→ **OBJECTIF 1**: Selon l'extrait de page, dans quelles teintes les wireframes sont-ils réalisés ?

→ **EXTRAIT DE PAGE**:
Je commence par choisir un fond d’après la taille de mon smartphone (mais oui on pense mobile first souvenez-vous) et découpe mes éléments de façon modulaire (boutons, liens, bloc de contenu, images, …). Ensuite, je les agence ensemble et teste la façon de fonctionner de ce prototype. Le but est ici de vérifier l’utilisabilité afin de placer tout les éléments les uns en fonction des autres. Très vite, les premières problématiques émergent. Plutôt ce bouton ici ou là ? Vertical ou horizontal ? Plus voyant ou plus discret ?

Maquettes papiers mobile et desktop du dico digital.
Maquettes papiers mobile et desktop du dico digital.

J’enchaîne avec les menus cachés, les pop-up, la version desktop en pensant à comment le contenu évolue du petit écran à celui du PC. Il ne faut pas hésiter à faire des aller-retour jusqu’au benchmark, histoire de se souvenir de ce que j’ai pu voir ailleurs (on ne réinvente pas la roue !). Pour ma part, je vais jusqu’à lister les bonnes idées et celles que je veux laisser de coté.

Planche de tendance

Encore du bidouillage et de la découpe :)

C’est le moment où je commence à piocher dans mon benchmark et choisis ce qui va composer ma planche de tendance, qui sera ma planche d’inspirations pour réaliser le graphisme. Elle se compose de toutes sortes de choses, depuis les sites internet que je trouve judicieux jusqu’aux affiches, schémas, croquis d’intention, petits éléments d’application, … J’agglomère les bonnes idées et les sources inspirantes pour pouvoir en extraire le futur graphisme de mon site. Selon mon envie, je procède à cette étape via photoshop ou j’imprime et coupe/redécoupe les éléments (j’adore manipuler du papier !).

La planche tendance du dico digital rassemblant des univers divers et variés
La planche tendance du dico digital rassemblant des univers divers et variés

Attention, je ne prévois pas de copier tout un tas de sites, mais au contraire de réussir à me les approprier pour les réinvestir. Alors je m’inspire, me nourris et commence à créer un univers propre à mon projet !

Wireframe

Bon fini la rigolade (Non). C’est ici que je passe à l’ordi. Pour moi, les wireframes correspondent à un prototype papier avancé, histoire d’avoir les bonnes tailles que se soit pour les zones d’interactions (boutons sur mobile, je vous vois) ou pour le contenu que j’insère à cette étape. Je les réalise en niveaux de gris, afin de pouvoir visualiser les contrastes de la future réalisation. Ici pas de graphisme, je prends une typographie la plus neutre possible et simplifie les formes pour que rien ne détourne mon attention. C’est encore l’organisation et l’agencement des éléments qui prime, le but étant de faire des wireframes tellement fidèles qu’il ne me restera qu’une petite surcouche de graphisme à rajouter pour que le site soit prêt !

→ **LISTING FOURNI**:
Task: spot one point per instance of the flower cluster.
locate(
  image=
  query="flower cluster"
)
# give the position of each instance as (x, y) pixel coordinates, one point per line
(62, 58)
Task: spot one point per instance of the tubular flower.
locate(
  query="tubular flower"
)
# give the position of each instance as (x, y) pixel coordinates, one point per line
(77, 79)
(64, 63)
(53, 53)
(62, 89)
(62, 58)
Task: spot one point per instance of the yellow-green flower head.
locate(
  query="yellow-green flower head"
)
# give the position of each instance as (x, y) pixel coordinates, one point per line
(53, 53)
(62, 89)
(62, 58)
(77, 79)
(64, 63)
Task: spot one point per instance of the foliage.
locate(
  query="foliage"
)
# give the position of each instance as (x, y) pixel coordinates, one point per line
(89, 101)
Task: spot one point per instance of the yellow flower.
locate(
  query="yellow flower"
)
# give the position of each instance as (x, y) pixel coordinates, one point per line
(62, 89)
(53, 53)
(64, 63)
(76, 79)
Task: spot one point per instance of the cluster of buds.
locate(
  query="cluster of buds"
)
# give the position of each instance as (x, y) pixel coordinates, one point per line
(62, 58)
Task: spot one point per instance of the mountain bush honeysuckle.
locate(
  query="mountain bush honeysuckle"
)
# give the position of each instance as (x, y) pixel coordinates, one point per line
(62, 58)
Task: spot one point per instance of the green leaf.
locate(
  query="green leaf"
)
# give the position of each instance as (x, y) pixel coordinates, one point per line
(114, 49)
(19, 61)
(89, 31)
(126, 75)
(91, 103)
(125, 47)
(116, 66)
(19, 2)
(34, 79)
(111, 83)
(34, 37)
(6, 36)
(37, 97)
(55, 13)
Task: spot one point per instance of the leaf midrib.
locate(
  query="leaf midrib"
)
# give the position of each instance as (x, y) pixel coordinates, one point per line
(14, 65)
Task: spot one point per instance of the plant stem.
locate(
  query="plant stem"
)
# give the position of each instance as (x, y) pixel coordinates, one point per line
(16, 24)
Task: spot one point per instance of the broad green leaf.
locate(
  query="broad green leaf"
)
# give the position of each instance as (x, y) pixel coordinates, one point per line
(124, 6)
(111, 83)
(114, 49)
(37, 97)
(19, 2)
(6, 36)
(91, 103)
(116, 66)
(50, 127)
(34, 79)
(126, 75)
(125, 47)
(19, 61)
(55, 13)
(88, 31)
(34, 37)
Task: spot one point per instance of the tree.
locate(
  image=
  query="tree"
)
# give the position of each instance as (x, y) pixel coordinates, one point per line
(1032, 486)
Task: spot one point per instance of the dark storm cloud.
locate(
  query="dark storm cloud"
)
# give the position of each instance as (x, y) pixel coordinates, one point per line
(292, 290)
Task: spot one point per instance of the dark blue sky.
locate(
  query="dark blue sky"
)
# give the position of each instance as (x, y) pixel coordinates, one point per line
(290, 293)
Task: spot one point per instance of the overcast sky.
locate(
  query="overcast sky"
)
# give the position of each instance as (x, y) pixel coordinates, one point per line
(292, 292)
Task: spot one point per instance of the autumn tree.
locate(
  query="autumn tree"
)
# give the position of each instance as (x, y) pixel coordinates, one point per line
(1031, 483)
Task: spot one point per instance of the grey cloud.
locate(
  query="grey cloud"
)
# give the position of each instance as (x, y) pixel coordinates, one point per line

→ **OBJECTIF 2**: Indiquez combien de lignes du listing ci-dessus contiennent la chaîne "cluster", en respectant la casse. Donnez seulement le nombre.

→ **RÉPONSE COMPLÈTE 1**: En niveaux de gris.

→ **RÉPONSE COMPLÈTE 2**: 4